**Texte à lire:**
━━━━━━━━━━━━━━━━━━━━━━━━━━━━━━

Nous n'arrêtons pas de basculer d'un univers onirique et magique, un rêve éveillé qui sied bien à ce décor magique de cette clairière isolée de tout à des entremets à la sauce comico-grotesque façon Commedia del'Arte auto-risée (dans le sens d'auto-moquée) avec tout un pan critique des moeurs de l'époque (statut et droits de la femme, marriages arrangés, indépendance,...) dans un théâtre classico-romantique. Le tout superbement rythmé et sans temps mort. L'entracte permettant à la fois de souffler un peu et d'échanger avec les autres spectateurs autour d'une bonne soupe, de délicieux fromages de la ferme voisine et d'un éventuel deuxième verre de très bon vin, le premier ayant été offert à l'arrivée pour nous récompenser d'avoir trouvé le chemin.


Un songe, une nuit, l'été - Guensthal - Compagnie du Matamore - Photo: Robert Becker

Un songe, une nuit, l'été - Guensthal - Compagnie du Matamore - Photo: Robert Becker

Un songe, une nuit, l'été - Guensthal - Compagnie du Matamore - Photo: Robert Becker

Un songe, une nuit, l'été - Guensthal - Compagnie du Matamore - Photo: Robert Becker

Un songe, une nuit, l'été - Guensthal - Compagnie du Matamore - Photo: Robert Becker


La troupe met les bouchées doubles, sinon triple si l'on prend en compte pour Bruno Journée son rôle de père d'Héléna, d'artisan et de lion (bien inoffensif) ou Isabelle Ruiz, à la fois charpentier et Prologue qui en fait trop (il raconte la pièce) mais aussi fée dans le Songe. Bruno Journée, à la fois, fée, truffe le rétameur et Thisbée nous offre un beau et comique (de répétition) suicide d'amour. Sophie Thomann en mur est très crédible et pas du tout décrépie (et pas décrépite). Muriel-Inès Amat nous éclaire de sa lunatique blancheur dans la nuit qui vient de tomber.

━━━━━━━━━━━━━━━━━━━━━━━━━━━━━━

**Section des données:**
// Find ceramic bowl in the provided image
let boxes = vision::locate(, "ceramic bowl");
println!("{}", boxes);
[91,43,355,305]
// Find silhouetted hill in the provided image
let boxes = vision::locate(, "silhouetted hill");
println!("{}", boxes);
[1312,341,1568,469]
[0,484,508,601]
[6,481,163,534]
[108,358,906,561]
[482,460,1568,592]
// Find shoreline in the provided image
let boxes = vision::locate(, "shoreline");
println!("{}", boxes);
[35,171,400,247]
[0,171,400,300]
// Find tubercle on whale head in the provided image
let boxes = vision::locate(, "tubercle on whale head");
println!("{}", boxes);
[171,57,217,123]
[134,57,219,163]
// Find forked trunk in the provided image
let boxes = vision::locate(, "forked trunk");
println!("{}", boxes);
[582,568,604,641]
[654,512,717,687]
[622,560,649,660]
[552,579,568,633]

━━━━━━━━━━━━━━━━━━━━━━━━━━━━━━

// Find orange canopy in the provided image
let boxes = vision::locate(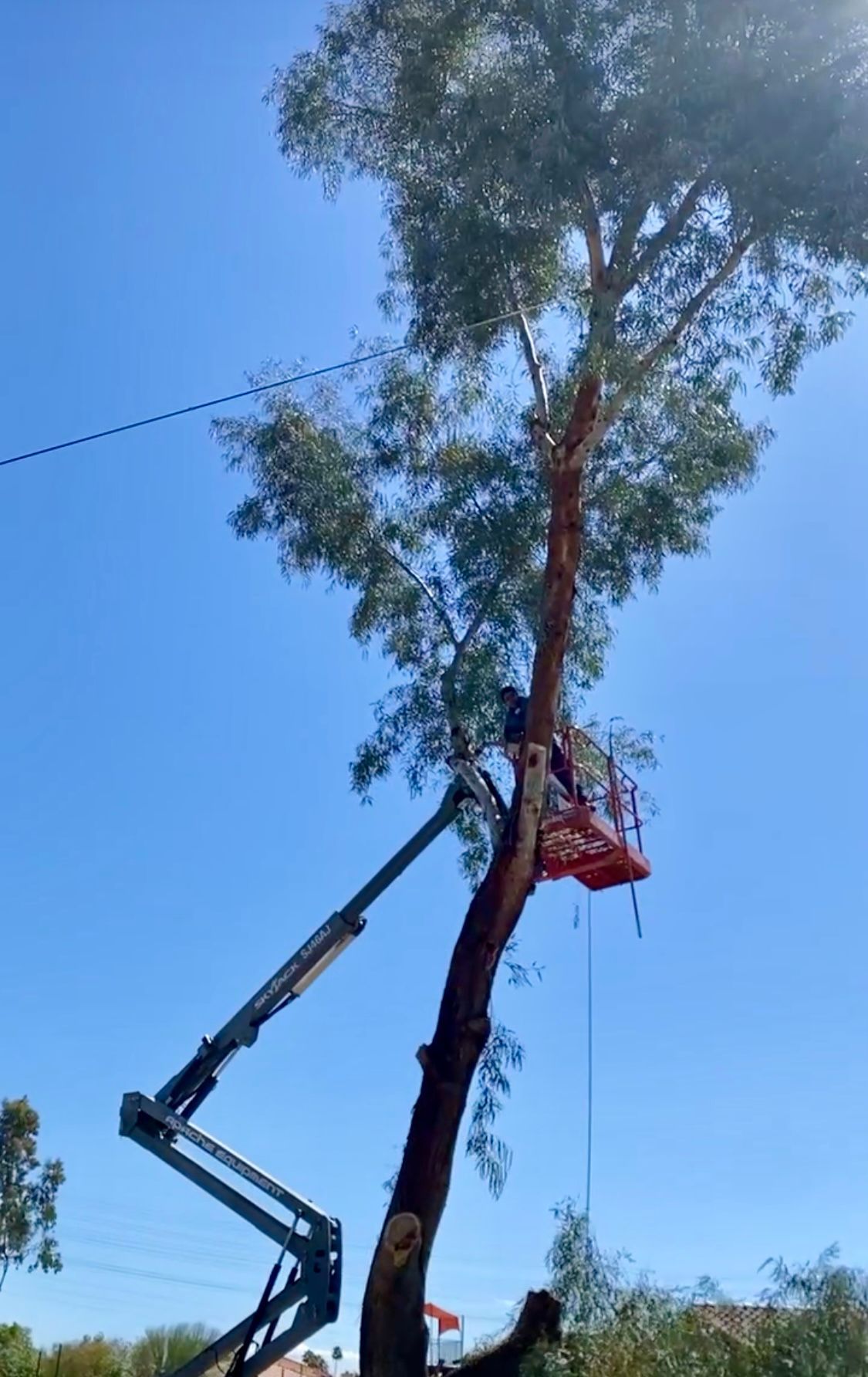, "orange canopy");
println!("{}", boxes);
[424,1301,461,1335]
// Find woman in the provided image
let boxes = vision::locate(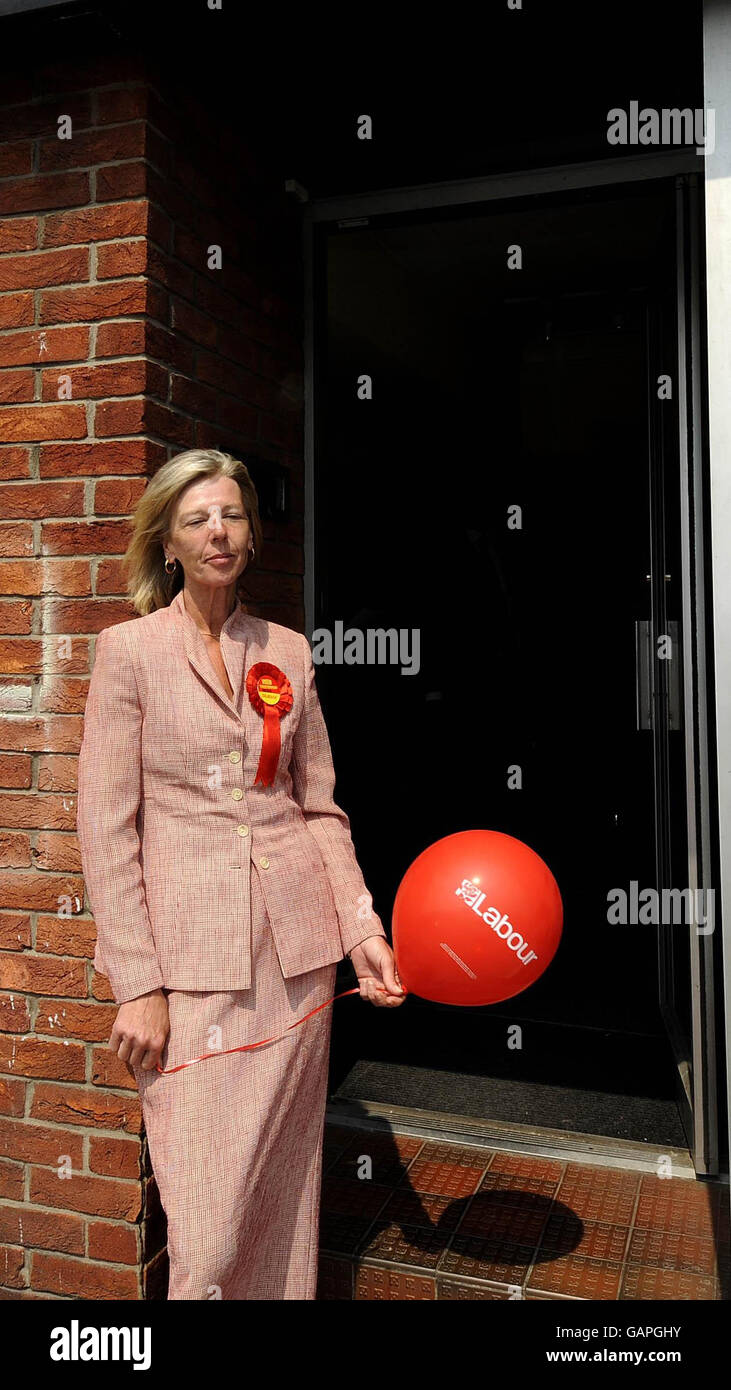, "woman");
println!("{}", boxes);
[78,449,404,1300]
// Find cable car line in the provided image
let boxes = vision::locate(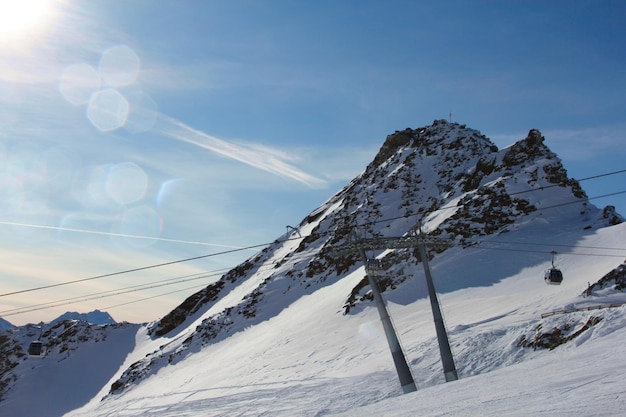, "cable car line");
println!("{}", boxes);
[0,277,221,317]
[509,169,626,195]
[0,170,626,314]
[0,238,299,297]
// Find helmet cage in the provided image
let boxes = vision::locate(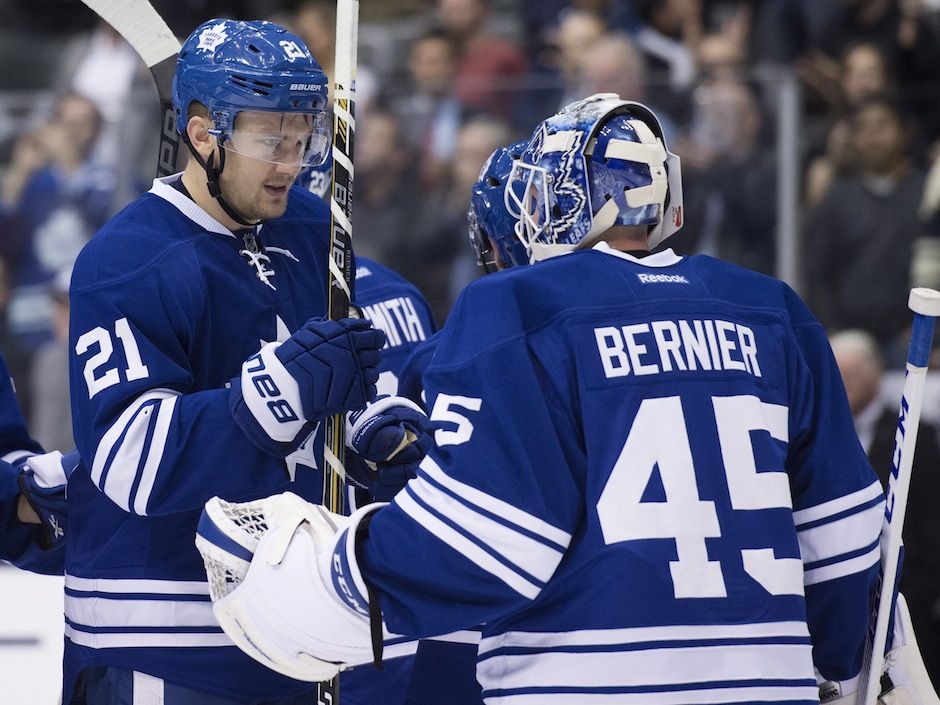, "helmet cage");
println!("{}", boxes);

━━━━━━━━━━━━━━━━━━━━━━━━━━━━━━

**Exercice proposé:** Reprenez la critique du spectacle à la suite de sa dernière phrase et prolongez-la.

**Réponse rédigée:**
Un songe, une nuit, l'été - Guensthal - Compagnie du Matamore - Photo: Robert Becker


Une note particulière aux costumes, que ce soient ceux des artisans et de la troupe de théâtre, bien dans le côté un peu clownesque que pour les personnages athéniens antiques et aussi celui du monde des fées, tous en noir qui va chercher dans le monde de la nuit. Le personnage de la reine des fées qu'incarne avec grâce Blanche Giraud-Beauregardt en est toute avantagée, tout comme ses fées. Elle est aussi bien valorisée dans ses multiples costumes comme Reine des Amazones. C'est également le cas de David Martins qui trône royalement à la fois sur la nuit, en Obéron bien allumé et le jour en Thésée autocrate mais magnanime et indulgent. Nous n'oublions bien sûr pas Yann Siptrott, l'électron libre de tout ce cirque, en grand ordonnateur et tireur de ficelles invisibles qui habite la scène et les lieux et transmet toute son énergie.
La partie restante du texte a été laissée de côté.